[Material for this task Boundary: Start]
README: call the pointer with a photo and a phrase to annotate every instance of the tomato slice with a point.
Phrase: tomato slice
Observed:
[Material for this task Boundary: End]
[Material for this task Boundary: Start]
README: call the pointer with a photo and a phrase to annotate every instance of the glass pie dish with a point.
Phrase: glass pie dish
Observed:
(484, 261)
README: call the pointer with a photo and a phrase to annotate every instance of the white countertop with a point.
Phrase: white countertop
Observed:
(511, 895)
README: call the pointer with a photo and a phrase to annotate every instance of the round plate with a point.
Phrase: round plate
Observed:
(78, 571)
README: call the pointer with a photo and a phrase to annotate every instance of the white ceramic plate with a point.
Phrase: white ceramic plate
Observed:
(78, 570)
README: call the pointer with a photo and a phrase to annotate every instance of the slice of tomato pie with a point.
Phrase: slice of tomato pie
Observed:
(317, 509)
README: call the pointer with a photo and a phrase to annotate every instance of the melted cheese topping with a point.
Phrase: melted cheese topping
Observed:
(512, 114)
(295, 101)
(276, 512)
[Material for this task Boundary: End]
(What the task requires)
Wherever the word "glass" appears in the data, return the whole line.

(Answer box)
README: call the pointer with a photo and a phrase to annotate every instance of the glass pie dish with a point.
Phrase: glass pie dish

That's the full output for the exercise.